***** Page excerpt *****

Edition 2019
Sections

Jean Gabin, the Man with Blue Eyes

For more than half a century, Jean Gabin’s clear-eyed charm mesmerised audiences. He was the epitome of the French movie star. Indeed, the tragic rebel he personified during the first part of his career made him a precursor to James Dean, the embodiment of a new, more sensitive type of man. But after the war, he started portraying a very different type of character. This selection covers both periods, even if it leaves out some of the masterpieces which have been shown at previous editions of this festival. Here, the focus is on some of Gabin’s lesser known but great films, teaming him with stars like Brigitte Bardot and Simone Signoret.
Curated by Edouard Waintrop

Jean Gabin, the Man with Blue Eyes

Soul and Craft: A Portrait of Henry King

Henry King’s career encompassed all of the major technical developments from the silent era to Cinemascope. One of Hollywood’s most enduring filmmakers, he made 116 films across all genres between 1915 and 1962. King’s style was invisible and economical, whether realising a work of Americana, or a lavish historical drama. Nostalgic and religious, his films are blessed with vitality in each and every shot. They feature some of cinema’s greatest stars, often in their best performances. This retrospective focuses on King’s sound period, but the programme also includes one classic and one rarity from his silent years.
Curated by Ehsan Khoshbakht

Soul and Craft: A Portrait of Henry King

Brutal, Nasty, and Short: The Noir of Felix E. Feist

Even though he was born into the movie business, Felix E. Feist was always an outlier. It was in 1947 that he suddenly found his niche in the wave of noir that swept over Hollywood. These brisk, low-budget crime thrillers provided him with the template to create a crop of films spiked with verve and violence. He was particularly adept at presenting desperate characters in confined spaces, as seen in The Devil Thumbs a Ride (1947) and The Threat (1949), the former to be premiered in a new restoration.

*****

*Written problem A*: According to the festival sections text, how many films did Henry King make, and over what span of years?
*Written problem B*: Explain why the festival sections text calls Jean Gabin a precursor to James Dean.
The entries that follow are separate material with no connection to the festival sections text.

***** Given records *****

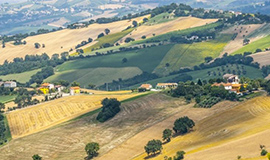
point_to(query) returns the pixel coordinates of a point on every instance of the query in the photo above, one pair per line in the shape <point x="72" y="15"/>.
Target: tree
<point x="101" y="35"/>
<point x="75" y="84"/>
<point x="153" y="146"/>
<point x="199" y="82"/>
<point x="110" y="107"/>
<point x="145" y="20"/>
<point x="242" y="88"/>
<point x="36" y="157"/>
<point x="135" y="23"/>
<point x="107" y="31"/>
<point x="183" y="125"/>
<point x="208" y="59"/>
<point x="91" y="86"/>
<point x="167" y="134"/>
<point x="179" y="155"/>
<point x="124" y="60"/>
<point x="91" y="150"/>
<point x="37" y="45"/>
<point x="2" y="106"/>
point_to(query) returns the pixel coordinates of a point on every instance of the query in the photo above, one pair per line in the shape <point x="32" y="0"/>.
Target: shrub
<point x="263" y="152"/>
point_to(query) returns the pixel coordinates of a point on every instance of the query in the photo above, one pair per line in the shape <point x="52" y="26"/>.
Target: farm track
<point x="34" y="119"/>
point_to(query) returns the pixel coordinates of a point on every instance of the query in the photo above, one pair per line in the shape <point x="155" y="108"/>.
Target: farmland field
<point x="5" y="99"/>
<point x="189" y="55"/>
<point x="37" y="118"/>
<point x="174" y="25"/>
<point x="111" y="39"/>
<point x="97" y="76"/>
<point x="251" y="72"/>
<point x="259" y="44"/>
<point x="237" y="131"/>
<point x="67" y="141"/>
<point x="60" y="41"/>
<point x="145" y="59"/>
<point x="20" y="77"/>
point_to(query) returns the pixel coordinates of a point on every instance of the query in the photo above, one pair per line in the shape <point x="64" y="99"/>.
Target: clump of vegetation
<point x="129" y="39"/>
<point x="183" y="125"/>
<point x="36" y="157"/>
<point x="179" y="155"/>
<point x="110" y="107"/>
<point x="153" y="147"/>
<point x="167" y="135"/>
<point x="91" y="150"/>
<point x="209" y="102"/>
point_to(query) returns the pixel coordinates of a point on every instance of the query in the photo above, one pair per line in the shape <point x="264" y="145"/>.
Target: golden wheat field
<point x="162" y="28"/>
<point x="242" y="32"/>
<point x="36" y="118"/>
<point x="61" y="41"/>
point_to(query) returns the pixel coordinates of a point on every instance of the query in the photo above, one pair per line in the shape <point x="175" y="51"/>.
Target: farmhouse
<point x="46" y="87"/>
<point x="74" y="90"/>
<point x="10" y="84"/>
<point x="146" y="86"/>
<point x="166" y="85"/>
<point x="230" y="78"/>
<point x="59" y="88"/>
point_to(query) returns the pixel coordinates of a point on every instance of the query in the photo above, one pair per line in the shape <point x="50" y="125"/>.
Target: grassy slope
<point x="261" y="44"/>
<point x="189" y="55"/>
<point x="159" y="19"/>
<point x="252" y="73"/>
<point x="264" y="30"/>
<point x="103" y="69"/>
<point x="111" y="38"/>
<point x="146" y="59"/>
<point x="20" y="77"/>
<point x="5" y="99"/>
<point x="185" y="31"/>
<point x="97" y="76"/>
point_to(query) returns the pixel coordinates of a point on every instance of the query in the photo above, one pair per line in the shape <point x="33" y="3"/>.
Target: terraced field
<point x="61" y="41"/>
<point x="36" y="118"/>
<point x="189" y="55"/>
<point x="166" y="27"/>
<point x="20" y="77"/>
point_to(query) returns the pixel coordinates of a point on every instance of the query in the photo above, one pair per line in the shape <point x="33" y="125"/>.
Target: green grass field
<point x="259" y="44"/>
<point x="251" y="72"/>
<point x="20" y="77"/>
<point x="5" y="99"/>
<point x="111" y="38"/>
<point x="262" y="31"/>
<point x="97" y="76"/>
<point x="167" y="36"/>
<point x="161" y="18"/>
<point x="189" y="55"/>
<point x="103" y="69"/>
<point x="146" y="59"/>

*****
***** Given records *****

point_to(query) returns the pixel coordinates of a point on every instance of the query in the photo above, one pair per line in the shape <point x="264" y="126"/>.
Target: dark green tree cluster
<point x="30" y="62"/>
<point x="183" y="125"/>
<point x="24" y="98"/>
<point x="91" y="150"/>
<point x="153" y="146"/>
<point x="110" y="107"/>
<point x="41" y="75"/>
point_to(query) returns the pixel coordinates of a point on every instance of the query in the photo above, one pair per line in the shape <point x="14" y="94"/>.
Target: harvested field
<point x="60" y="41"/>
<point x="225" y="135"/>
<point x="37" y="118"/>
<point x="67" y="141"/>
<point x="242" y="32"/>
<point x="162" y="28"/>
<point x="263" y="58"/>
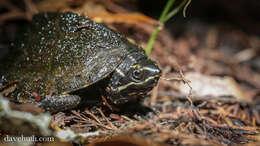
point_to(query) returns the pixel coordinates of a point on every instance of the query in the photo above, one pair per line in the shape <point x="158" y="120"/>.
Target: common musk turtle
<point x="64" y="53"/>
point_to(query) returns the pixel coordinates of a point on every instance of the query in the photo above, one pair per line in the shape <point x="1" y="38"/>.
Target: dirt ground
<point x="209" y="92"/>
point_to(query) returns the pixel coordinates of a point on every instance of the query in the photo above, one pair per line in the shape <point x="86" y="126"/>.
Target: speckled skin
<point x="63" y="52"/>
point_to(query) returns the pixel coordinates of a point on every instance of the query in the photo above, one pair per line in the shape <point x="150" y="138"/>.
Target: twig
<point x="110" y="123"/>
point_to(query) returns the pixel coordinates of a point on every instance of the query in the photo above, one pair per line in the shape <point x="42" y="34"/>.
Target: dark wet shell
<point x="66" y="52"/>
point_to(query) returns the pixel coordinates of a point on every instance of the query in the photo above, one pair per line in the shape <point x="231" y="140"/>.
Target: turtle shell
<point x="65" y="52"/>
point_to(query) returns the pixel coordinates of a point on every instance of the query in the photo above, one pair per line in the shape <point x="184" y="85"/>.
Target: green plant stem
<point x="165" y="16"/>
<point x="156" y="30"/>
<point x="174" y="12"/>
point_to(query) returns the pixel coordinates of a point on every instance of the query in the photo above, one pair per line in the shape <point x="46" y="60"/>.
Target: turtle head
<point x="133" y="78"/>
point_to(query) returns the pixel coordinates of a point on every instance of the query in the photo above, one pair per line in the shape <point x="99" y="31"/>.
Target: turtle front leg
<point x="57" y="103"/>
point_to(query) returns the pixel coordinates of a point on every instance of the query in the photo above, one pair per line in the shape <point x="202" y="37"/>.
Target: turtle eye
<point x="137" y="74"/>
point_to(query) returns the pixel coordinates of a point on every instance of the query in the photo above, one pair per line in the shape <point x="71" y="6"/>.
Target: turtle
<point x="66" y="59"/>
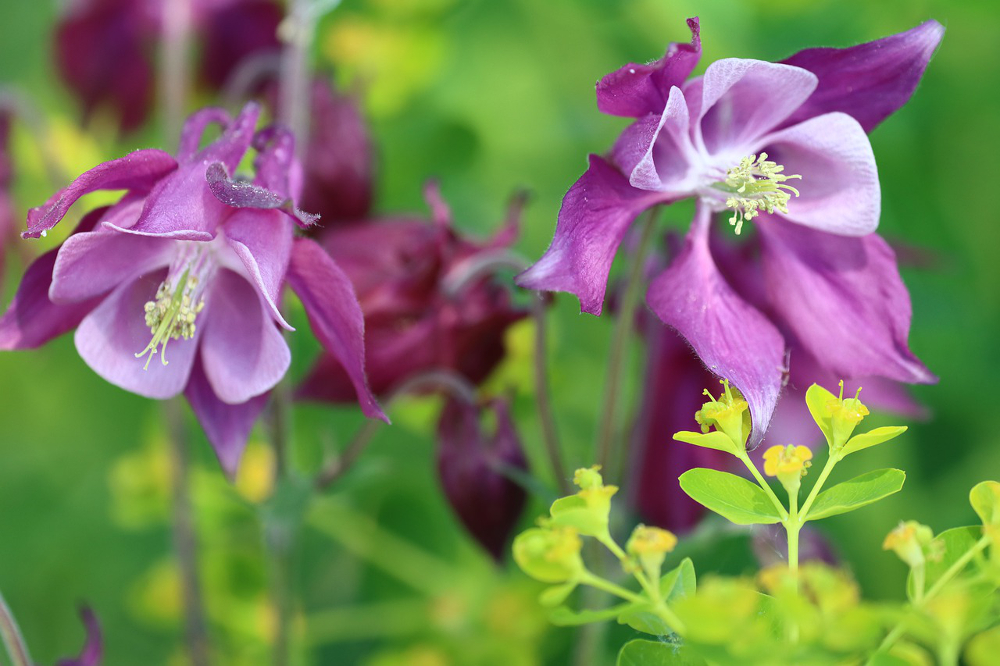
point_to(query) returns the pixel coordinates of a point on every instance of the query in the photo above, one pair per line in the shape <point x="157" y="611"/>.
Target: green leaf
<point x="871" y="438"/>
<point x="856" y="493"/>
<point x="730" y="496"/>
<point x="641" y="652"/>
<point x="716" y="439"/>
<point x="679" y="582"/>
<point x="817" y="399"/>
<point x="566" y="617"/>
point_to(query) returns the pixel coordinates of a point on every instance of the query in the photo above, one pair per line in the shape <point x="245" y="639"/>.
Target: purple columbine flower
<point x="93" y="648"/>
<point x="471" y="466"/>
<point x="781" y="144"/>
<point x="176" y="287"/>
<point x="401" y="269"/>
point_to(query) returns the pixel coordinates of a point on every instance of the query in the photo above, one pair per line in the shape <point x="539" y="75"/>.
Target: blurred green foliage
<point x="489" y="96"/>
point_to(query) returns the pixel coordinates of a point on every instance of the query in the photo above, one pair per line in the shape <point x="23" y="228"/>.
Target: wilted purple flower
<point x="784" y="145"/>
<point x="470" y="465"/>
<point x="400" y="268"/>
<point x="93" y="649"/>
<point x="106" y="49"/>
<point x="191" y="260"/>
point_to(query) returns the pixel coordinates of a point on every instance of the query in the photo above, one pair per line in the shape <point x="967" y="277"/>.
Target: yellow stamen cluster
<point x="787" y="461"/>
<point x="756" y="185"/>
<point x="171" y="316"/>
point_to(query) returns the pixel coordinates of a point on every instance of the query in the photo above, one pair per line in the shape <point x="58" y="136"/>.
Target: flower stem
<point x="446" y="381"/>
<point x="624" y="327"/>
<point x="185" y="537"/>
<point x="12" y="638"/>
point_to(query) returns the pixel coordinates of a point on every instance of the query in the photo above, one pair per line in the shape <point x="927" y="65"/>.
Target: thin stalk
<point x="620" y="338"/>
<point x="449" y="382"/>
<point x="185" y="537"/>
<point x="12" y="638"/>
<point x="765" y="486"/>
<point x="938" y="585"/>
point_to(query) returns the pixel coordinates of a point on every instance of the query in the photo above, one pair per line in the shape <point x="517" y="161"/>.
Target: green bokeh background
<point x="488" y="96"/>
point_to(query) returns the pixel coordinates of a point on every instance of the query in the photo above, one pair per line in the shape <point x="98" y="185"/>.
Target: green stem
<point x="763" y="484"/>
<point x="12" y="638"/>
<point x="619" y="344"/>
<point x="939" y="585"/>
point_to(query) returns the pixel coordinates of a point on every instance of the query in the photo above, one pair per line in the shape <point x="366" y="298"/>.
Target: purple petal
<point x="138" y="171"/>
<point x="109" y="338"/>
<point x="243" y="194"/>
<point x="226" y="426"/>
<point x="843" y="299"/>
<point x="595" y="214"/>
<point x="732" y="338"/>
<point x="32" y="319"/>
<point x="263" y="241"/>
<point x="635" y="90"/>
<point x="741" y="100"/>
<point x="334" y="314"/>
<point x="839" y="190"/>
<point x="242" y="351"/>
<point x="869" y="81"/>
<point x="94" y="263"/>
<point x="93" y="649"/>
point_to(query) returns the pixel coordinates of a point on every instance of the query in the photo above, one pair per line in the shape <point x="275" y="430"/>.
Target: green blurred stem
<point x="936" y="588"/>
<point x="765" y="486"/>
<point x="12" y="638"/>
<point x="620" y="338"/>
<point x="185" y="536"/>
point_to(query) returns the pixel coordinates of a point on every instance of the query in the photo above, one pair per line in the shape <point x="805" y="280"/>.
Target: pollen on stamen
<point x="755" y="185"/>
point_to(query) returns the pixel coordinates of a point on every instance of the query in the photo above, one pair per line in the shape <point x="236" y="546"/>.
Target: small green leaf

*****

*Final result A*: He made 116 films between 1915 and 1962.

*Final result B*: In the first part of his career, Gabin played a tragic rebel. That made him a forerunner of James Dean, who embodied a new, more sensitive type of man.